_Given problem_: Convert every line of the items below into a JSON list of strings, one string per line, omitting blank lines.

======== Data shown

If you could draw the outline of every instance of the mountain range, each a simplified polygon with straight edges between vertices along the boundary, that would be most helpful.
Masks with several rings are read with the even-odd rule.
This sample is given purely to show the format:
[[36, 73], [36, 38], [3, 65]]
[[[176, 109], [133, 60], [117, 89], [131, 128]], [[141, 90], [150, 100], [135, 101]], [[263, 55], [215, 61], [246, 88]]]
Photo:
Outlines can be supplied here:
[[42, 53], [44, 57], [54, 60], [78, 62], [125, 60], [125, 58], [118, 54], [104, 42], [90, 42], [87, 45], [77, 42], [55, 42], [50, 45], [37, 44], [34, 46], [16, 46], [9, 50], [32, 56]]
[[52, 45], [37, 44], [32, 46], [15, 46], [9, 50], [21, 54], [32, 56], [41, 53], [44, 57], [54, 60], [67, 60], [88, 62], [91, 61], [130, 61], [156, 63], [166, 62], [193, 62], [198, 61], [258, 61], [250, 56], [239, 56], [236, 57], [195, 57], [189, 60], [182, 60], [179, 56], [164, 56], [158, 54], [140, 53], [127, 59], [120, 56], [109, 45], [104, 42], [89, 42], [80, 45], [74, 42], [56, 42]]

================

_Task response_:
[
  "If you could draw the outline of every instance of the mountain range, each a simplified polygon with straight edges between vertices along the boundary, that would be most helpful.",
  "Masks with several rings are read with the even-odd rule.",
  "This sample is given purely to show the format:",
  "[[36, 73], [36, 38], [3, 65]]",
  "[[[176, 109], [133, 60], [117, 89], [131, 128]], [[141, 90], [150, 100], [135, 101]], [[263, 55], [215, 61], [246, 88]]]",
  "Photo:",
  "Outlines can be supplied here:",
  "[[42, 53], [44, 57], [54, 60], [78, 62], [125, 60], [125, 58], [118, 54], [104, 42], [90, 42], [87, 45], [77, 42], [55, 42], [50, 45], [37, 44], [34, 46], [16, 46], [9, 50], [32, 56]]",
  "[[52, 45], [37, 44], [32, 46], [15, 46], [9, 50], [21, 54], [32, 56], [41, 53], [44, 57], [54, 60], [67, 60], [88, 62], [91, 61], [130, 61], [156, 63], [166, 62], [193, 62], [198, 61], [258, 61], [250, 56], [239, 56], [236, 57], [195, 57], [189, 60], [182, 60], [179, 56], [164, 56], [158, 54], [140, 53], [127, 59], [120, 56], [109, 45], [104, 42], [89, 42], [80, 45], [74, 42], [56, 42]]"
]